§ **Goal**
Copy out each line of the material below with no changes.

§ **Records for this exercise**

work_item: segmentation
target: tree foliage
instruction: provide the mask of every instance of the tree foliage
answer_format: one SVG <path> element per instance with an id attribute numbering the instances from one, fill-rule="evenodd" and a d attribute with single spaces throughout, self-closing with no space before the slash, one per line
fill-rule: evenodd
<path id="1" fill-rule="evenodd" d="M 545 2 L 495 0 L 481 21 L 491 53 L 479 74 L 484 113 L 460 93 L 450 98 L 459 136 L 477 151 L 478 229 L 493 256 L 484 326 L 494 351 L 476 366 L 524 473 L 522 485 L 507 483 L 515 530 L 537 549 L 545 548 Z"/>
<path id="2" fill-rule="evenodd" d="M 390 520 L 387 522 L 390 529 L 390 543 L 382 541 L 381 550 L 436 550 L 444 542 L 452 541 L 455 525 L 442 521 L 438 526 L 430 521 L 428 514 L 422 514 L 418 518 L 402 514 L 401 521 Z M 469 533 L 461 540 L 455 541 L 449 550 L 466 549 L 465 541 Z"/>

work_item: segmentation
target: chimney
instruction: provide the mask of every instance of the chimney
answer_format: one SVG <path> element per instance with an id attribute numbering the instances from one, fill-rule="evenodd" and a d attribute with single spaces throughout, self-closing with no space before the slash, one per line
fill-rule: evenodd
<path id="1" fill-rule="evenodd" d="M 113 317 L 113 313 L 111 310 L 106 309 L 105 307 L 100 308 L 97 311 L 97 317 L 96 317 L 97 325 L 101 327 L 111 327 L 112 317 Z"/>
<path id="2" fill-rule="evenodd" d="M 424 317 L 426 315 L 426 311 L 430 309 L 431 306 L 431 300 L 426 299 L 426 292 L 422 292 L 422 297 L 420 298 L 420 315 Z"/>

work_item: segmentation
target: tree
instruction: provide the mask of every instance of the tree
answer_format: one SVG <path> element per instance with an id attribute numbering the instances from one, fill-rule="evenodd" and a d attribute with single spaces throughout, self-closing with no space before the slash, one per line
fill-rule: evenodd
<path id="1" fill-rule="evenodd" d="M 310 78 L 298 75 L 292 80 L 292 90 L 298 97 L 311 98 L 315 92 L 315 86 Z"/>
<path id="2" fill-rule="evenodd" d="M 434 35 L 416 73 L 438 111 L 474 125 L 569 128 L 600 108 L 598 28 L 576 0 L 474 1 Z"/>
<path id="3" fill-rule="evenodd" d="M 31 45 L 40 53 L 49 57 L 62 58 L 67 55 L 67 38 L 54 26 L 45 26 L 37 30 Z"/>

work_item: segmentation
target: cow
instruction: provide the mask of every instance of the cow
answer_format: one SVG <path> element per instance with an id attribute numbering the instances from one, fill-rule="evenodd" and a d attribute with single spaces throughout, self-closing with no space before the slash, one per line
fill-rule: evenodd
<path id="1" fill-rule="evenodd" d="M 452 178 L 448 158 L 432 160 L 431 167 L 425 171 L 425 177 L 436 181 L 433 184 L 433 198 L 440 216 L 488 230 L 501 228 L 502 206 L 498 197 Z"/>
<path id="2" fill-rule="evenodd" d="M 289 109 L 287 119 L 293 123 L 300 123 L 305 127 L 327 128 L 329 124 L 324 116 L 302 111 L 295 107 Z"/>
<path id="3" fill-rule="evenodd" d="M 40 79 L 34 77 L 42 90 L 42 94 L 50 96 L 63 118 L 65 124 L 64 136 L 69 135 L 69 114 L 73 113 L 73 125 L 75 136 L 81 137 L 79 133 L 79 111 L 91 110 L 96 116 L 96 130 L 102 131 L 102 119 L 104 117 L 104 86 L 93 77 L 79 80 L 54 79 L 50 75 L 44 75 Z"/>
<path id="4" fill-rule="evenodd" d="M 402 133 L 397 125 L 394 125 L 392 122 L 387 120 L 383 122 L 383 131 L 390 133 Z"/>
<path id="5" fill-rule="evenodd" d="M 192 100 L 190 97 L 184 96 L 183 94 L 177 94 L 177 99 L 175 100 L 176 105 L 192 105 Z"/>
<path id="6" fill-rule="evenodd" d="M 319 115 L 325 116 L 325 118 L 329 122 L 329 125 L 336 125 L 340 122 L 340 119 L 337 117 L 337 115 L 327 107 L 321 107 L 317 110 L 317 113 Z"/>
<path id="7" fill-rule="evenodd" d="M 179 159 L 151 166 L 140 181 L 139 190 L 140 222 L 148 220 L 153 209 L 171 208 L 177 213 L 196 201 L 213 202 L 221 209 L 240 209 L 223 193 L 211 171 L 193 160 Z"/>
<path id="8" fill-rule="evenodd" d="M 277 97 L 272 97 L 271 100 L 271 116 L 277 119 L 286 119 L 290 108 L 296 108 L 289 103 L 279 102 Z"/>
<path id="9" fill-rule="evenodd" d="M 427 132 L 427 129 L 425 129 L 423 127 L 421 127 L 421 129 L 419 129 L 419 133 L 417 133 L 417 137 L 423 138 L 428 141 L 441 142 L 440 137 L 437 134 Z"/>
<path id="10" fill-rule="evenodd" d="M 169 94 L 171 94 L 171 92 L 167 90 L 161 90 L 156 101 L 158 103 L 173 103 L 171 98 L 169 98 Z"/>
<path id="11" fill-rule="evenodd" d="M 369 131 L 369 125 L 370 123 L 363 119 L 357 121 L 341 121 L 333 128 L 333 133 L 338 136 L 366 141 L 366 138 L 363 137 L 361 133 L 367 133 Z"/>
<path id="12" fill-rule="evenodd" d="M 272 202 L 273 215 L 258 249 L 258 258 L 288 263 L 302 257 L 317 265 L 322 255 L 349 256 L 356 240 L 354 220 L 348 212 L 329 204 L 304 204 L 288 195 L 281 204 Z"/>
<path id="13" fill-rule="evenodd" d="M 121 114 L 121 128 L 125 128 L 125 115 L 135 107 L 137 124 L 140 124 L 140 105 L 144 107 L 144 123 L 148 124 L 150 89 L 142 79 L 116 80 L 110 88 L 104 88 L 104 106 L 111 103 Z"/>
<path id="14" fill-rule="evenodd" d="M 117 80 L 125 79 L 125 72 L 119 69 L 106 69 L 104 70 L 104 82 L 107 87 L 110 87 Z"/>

§ **Answer to this task**
work_item: segmentation
target: tree foliage
instruction: provide the mask of every instance of the tree foliage
answer_format: one SVG <path> element per instance with an id attribute numbering the instances from one, fill-rule="evenodd" and a d attribute with single spaces throughout, self-closing with no space before the slash, one per line
fill-rule: evenodd
<path id="1" fill-rule="evenodd" d="M 545 2 L 495 0 L 481 21 L 491 53 L 479 74 L 484 113 L 460 93 L 450 98 L 459 136 L 477 151 L 478 229 L 493 256 L 484 326 L 494 351 L 476 366 L 524 473 L 522 485 L 507 483 L 515 530 L 537 549 L 545 548 Z"/>
<path id="2" fill-rule="evenodd" d="M 390 520 L 387 522 L 390 529 L 390 543 L 382 541 L 381 550 L 436 550 L 444 542 L 452 541 L 455 525 L 442 521 L 438 526 L 430 521 L 428 514 L 422 514 L 418 518 L 402 514 L 401 521 Z M 469 533 L 461 540 L 455 541 L 449 550 L 466 549 L 465 541 Z"/>

work_item: segmentation
target: chimney
instruction: provide the mask of every instance of the chimney
answer_format: one SVG <path> element per instance with an id attribute numbering the instances from one, fill-rule="evenodd" and a d attribute with single spaces throughout, self-closing with no space before the slash, one per line
fill-rule: evenodd
<path id="1" fill-rule="evenodd" d="M 113 317 L 113 313 L 111 310 L 106 309 L 105 307 L 100 308 L 97 311 L 97 317 L 96 317 L 97 325 L 101 327 L 111 327 L 112 317 Z"/>
<path id="2" fill-rule="evenodd" d="M 424 317 L 426 315 L 426 311 L 430 309 L 431 306 L 431 300 L 426 299 L 426 292 L 422 292 L 422 297 L 420 298 L 420 315 Z"/>

work_item: segmentation
target: tree
instruction: provide the mask of every instance of the tree
answer_format: one SVG <path> element per instance with an id attribute numbering the instances from one, fill-rule="evenodd" and a d attribute with single spaces throughout, self-closing with no space before the slash, one per line
fill-rule: evenodd
<path id="1" fill-rule="evenodd" d="M 310 78 L 298 75 L 292 80 L 292 90 L 298 97 L 311 98 L 315 92 L 315 86 Z"/>
<path id="2" fill-rule="evenodd" d="M 434 35 L 416 73 L 438 111 L 474 125 L 569 128 L 600 108 L 598 28 L 576 0 L 474 1 Z"/>
<path id="3" fill-rule="evenodd" d="M 31 45 L 40 53 L 49 57 L 62 58 L 67 55 L 67 38 L 54 26 L 45 26 L 37 30 Z"/>

work_item: segmentation
target: cow
instruction: provide the mask of every instance of the cow
answer_format: one SVG <path> element per instance with an id attribute numbering the instances from one, fill-rule="evenodd" and a d attribute with single spaces throughout, self-closing with no space before the slash, one per line
fill-rule: evenodd
<path id="1" fill-rule="evenodd" d="M 452 178 L 448 158 L 432 160 L 431 167 L 425 171 L 425 177 L 436 181 L 433 184 L 433 198 L 440 216 L 488 230 L 501 228 L 502 206 L 498 197 Z"/>
<path id="2" fill-rule="evenodd" d="M 289 109 L 287 119 L 293 123 L 300 123 L 305 127 L 327 128 L 329 124 L 324 116 L 302 111 L 295 107 Z"/>
<path id="3" fill-rule="evenodd" d="M 40 79 L 34 77 L 42 90 L 42 94 L 50 96 L 63 118 L 65 124 L 64 136 L 69 135 L 69 114 L 73 113 L 73 125 L 75 136 L 81 137 L 79 133 L 79 111 L 91 110 L 96 116 L 96 130 L 102 131 L 102 119 L 104 117 L 104 86 L 93 77 L 79 80 L 54 79 L 50 75 L 44 75 Z"/>
<path id="4" fill-rule="evenodd" d="M 402 133 L 397 125 L 394 125 L 392 122 L 387 120 L 383 122 L 383 131 L 390 133 Z"/>
<path id="5" fill-rule="evenodd" d="M 192 100 L 190 97 L 184 96 L 183 94 L 177 94 L 177 99 L 175 100 L 176 105 L 192 105 Z"/>
<path id="6" fill-rule="evenodd" d="M 319 115 L 325 116 L 325 118 L 329 122 L 329 125 L 336 125 L 340 122 L 340 119 L 337 117 L 337 115 L 327 107 L 321 107 L 317 110 L 317 113 Z"/>
<path id="7" fill-rule="evenodd" d="M 179 159 L 151 166 L 140 181 L 139 190 L 140 222 L 148 220 L 153 209 L 171 208 L 177 213 L 196 201 L 213 202 L 221 209 L 240 209 L 223 193 L 211 171 L 193 160 Z"/>
<path id="8" fill-rule="evenodd" d="M 277 97 L 272 97 L 271 100 L 271 116 L 277 119 L 286 119 L 290 108 L 296 108 L 289 103 L 279 102 Z"/>
<path id="9" fill-rule="evenodd" d="M 427 132 L 427 129 L 425 129 L 423 127 L 421 127 L 421 129 L 419 129 L 419 133 L 417 133 L 417 137 L 423 138 L 428 141 L 441 142 L 440 137 L 437 134 Z"/>
<path id="10" fill-rule="evenodd" d="M 169 94 L 171 94 L 171 92 L 167 90 L 161 90 L 156 101 L 158 103 L 173 103 L 171 98 L 169 98 Z"/>
<path id="11" fill-rule="evenodd" d="M 369 131 L 369 125 L 370 123 L 363 119 L 357 121 L 341 121 L 333 128 L 333 133 L 338 136 L 366 141 L 366 138 L 363 137 L 361 133 L 367 133 Z"/>
<path id="12" fill-rule="evenodd" d="M 272 202 L 273 215 L 258 249 L 258 258 L 288 263 L 302 257 L 317 265 L 322 255 L 349 256 L 356 240 L 354 220 L 348 212 L 329 204 L 304 204 L 288 195 L 281 204 Z"/>
<path id="13" fill-rule="evenodd" d="M 121 114 L 121 128 L 125 128 L 125 115 L 135 107 L 137 124 L 140 124 L 140 105 L 144 107 L 144 123 L 148 124 L 150 89 L 142 79 L 116 80 L 110 88 L 104 88 L 104 106 L 111 103 Z"/>
<path id="14" fill-rule="evenodd" d="M 117 80 L 125 79 L 125 72 L 119 69 L 106 69 L 104 70 L 104 82 L 107 87 L 110 87 Z"/>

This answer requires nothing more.